Supplied passage
“So which one of you is going to try and kill me?”
As I say that, I force a laugh; it’s a joke but a twisted one. Every time I look at my chest, I wonder which breast will decide to “give up the ghost”, so to speak. I wonder which one of “the girls” will suddenly sport a lump or bump that isn’t so benign. I wonder if I’ll have to hear my specialist say, “Would you like your husband to sit with you while we discuss these results?”
Thankfully, none of this has happened. But I know it’s a very real possibility. It isn’t fun, but that’s stating the obvious.
You see, I didn’t sign up for this fight. I was drafted. In my case, my body itself is the one who is trying to fall ill. I literally have no say in any of this, as the BRCA is interwoven in my genetic make-up. I had zero desire to use any of my insurance or health benefits. But here I am.
“Being human means having a body, and bodies can fall to ill health at any time, for any reason.” As this post on Patheos puts it, we shouldn’t be penalizing someone because the body they have is faulty. Flesh and blood can break down. Human genetics can be prone to mutations that can cause fatal illness. Human bodies can fail and require care and that care can be costly.
I’ve found that out via personal experience. Again, that wasn’t fun but the alternative would have been a lot worse.
We keep hearing that pro-life politicians care about unborn babies. What about the born ones? What about the infants that come into this world sick? Do these same politicians really care about them or do they just care about paying lip-service to their constituents? Articles like that make me wonder.

Records supplied

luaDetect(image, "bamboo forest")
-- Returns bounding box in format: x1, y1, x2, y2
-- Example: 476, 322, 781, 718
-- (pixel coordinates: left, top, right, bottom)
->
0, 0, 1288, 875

Prompt
Summarize the BRCA passage above in exactly two sentences.

Response for this exercise
The writer carries the BRCA mutation, wonders which breast might develop a malignant lump, and describes being drafted into a fight against their own body with no say in it. Citing a Patheos post arguing that people should not be penalized for faulty bodies whose care can be costly, the writer asks whether pro-life politicians truly care about infants born sick or merely pay lip service to their constituents.